> **Testo estratto**:
N. 5 - Maggio 2008
(XXXVI)
MAX WEBER
ETICA PROTESTANTE E SPIRITO DEL
CAPITALISMO
di Francesco Arduini
Il Sociologo
Maximilian Carl Emil Weber, nato in Turingia, nella
città tedesca di Erfurt, nel 1864, crebbe in una
famiglia protestante che aderiva alla Evangelische
Kirche.
Fu
soprattutto la madre, Helene Fallenstein, a nutrire
profondi interessi religiosi e a ricoprire anche il
ruolo di “madre spirituale” nei suoi confronti; il padre
era un colto giurista attivo in politica, il quale, pur
ritenendo necessario impartire un'educazione religiosa
ai figli, mostrava invero una religiosità piuttosto
formale.
Cominciò la sua carriera accademica all’Università
Humboldt di Berlino; lavorò all’Università Albert
Ludwigs di Friburgo, all’Università di Heidelberg,
all’Università di Vienna e all’Università di Monaco, ed
è oggi considerato come un padre fondatore dello studio
moderno della sociologia.
Morì
prematuramente di polmonite nel 1920 a Monaco. La sua
opera più famosa è il saggio L’etica protestante e lo
spirito del capitalismo, con il quale iniziò le sue
riflessioni sulla sociologia della religione.

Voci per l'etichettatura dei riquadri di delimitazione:
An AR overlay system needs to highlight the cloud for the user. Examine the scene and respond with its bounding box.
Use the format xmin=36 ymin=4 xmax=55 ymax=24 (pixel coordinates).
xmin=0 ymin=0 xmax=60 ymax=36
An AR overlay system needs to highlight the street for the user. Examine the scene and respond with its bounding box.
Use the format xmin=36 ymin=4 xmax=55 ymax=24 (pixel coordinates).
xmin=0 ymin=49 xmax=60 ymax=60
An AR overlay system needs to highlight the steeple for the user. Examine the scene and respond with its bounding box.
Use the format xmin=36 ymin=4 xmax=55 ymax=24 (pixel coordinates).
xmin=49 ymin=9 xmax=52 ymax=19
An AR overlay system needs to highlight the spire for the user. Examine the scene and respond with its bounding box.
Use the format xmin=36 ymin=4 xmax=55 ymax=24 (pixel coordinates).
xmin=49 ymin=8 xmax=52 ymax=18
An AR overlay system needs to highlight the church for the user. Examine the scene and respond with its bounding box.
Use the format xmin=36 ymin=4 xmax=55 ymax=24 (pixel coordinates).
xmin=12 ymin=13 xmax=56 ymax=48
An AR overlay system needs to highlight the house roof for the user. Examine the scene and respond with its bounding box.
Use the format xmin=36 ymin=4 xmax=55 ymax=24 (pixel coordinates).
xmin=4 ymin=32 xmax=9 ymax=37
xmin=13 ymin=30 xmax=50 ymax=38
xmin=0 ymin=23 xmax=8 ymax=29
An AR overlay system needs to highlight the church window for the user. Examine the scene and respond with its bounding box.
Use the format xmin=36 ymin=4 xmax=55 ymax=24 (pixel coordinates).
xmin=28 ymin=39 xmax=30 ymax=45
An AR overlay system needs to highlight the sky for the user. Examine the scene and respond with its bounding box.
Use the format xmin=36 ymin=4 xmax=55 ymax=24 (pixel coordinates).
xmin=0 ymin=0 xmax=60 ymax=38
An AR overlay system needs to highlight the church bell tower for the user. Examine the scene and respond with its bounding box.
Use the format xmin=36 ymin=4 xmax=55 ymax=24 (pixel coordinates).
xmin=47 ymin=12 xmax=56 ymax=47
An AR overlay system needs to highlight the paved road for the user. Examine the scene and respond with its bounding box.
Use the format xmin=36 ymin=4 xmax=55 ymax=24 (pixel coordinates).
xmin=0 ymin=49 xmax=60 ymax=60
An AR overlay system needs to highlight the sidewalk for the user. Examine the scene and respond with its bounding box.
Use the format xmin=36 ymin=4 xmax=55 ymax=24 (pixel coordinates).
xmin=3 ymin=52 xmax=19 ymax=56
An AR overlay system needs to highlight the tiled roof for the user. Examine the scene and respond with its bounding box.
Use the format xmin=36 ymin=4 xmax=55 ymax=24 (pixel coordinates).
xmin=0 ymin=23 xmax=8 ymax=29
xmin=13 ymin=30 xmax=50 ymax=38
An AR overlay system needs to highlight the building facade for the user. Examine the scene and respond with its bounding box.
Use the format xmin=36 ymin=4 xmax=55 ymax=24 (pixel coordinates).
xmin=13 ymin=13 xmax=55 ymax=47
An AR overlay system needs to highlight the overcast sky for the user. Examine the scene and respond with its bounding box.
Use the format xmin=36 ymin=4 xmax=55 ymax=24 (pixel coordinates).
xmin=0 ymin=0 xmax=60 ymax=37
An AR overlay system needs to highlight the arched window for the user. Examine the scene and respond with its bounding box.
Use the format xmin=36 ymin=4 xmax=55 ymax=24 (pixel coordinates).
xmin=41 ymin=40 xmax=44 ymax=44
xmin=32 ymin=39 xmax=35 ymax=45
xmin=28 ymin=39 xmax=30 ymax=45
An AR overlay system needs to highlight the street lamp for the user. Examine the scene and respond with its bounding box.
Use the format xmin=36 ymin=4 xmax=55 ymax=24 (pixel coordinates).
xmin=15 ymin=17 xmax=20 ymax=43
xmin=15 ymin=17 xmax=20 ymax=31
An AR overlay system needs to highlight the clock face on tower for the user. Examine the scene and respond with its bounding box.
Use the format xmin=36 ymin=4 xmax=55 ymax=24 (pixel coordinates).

> **I tuoi compiti**:
1 - Secondo l'articolo su Weber, in quale città nacque il sociologo?
2 - Modifica tutto il tratto dell'articolo su Weber che va da "Cominciò la sua" fino a "sociologia della religione.", mettendo "libro" al posto di "saggio".
Per rispondere basati soltanto sull'articolo su Weber.

> **Soluzioni dell'esercizio**:
1 - A Erfurt, in Turingia.

2 -
Cominciò la sua carriera accademica all’Università
Humboldt di Berlino; lavorò all’Università Albert
Ludwigs di Friburgo, all’Università di Heidelberg,
all’Università di Vienna e all’Università di Monaco, ed
è oggi considerato come un padre fondatore dello studio
moderno della sociologia.
Morì
prematuramente di polmonite nel 1920 a Monaco. La sua
opera più famosa è il libro L’etica protestante e lo
spirito del capitalismo, con il quale iniziò le sue
riflessioni sulla sociologia della religione.